**Prompt**
Transcribe the following material line for line without any alteration, omitting the pictures from your reply.
##### Input data #####
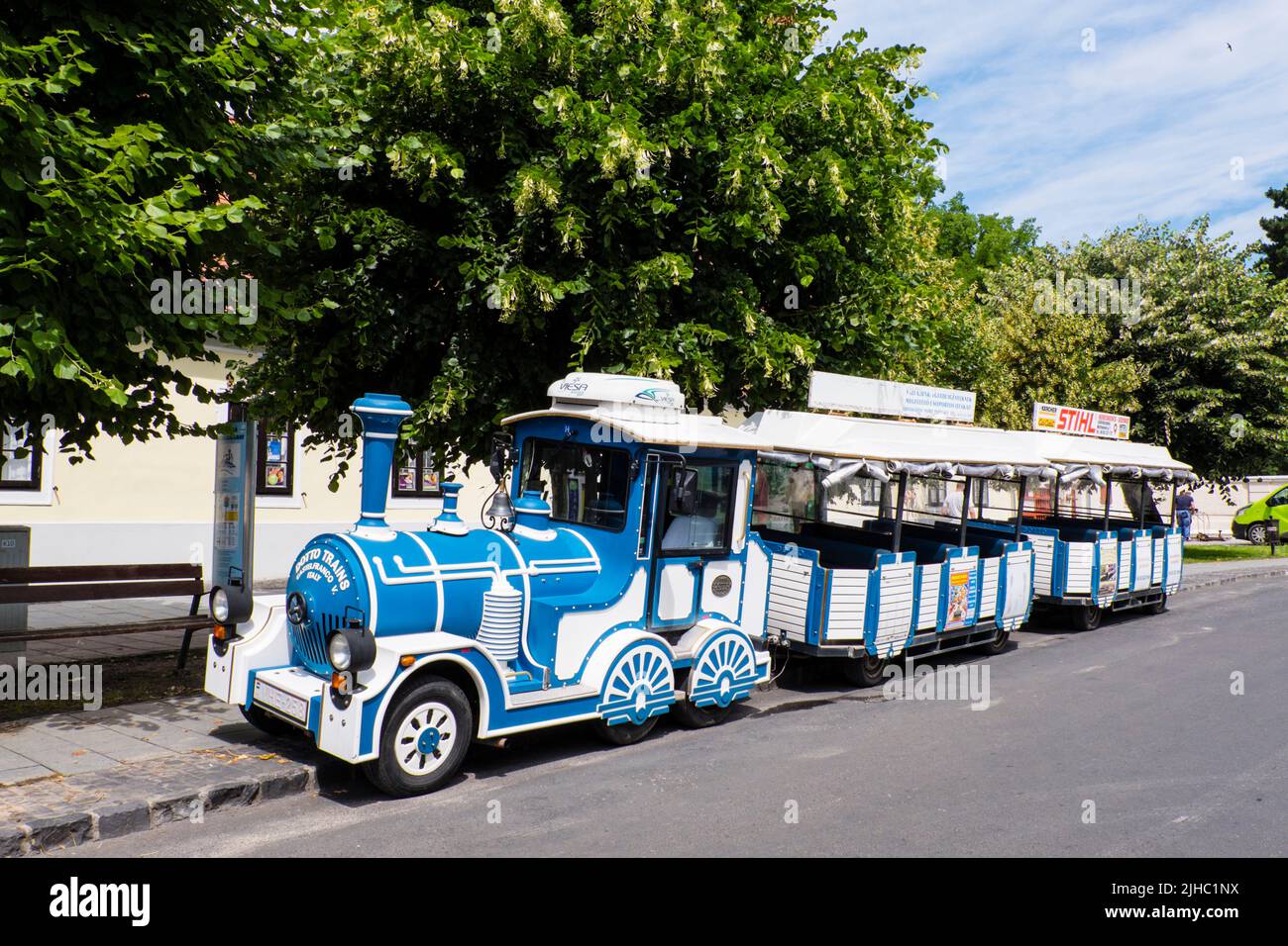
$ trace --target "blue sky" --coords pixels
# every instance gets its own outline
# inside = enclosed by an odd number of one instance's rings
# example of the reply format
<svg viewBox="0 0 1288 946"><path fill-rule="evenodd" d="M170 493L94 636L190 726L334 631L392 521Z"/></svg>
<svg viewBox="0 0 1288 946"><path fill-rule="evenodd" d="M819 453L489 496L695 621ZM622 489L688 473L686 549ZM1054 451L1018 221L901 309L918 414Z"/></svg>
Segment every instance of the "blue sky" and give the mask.
<svg viewBox="0 0 1288 946"><path fill-rule="evenodd" d="M835 35L925 46L945 193L1052 242L1144 215L1260 239L1288 184L1288 0L835 0ZM1094 30L1095 51L1083 51ZM1226 44L1233 46L1233 51ZM1243 178L1231 179L1242 158Z"/></svg>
#####
**Answer to this exercise**
$ trace --target "blue sky" --coords pixels
# every instance gets its own outline
# inside = enclosed by an odd number of one instance's rings
# example of the reply format
<svg viewBox="0 0 1288 946"><path fill-rule="evenodd" d="M170 493L94 636L190 726L334 631L392 521Z"/></svg>
<svg viewBox="0 0 1288 946"><path fill-rule="evenodd" d="M819 453L489 496L695 621ZM622 489L688 473L686 549ZM1054 451L1018 221L901 309L918 414Z"/></svg>
Segment every instance of the "blue sky" and give the mask.
<svg viewBox="0 0 1288 946"><path fill-rule="evenodd" d="M835 35L925 46L945 193L1052 242L1144 215L1260 239L1288 184L1288 0L835 0ZM1094 30L1095 51L1083 51ZM1226 44L1233 46L1233 51ZM1243 178L1231 179L1242 158Z"/></svg>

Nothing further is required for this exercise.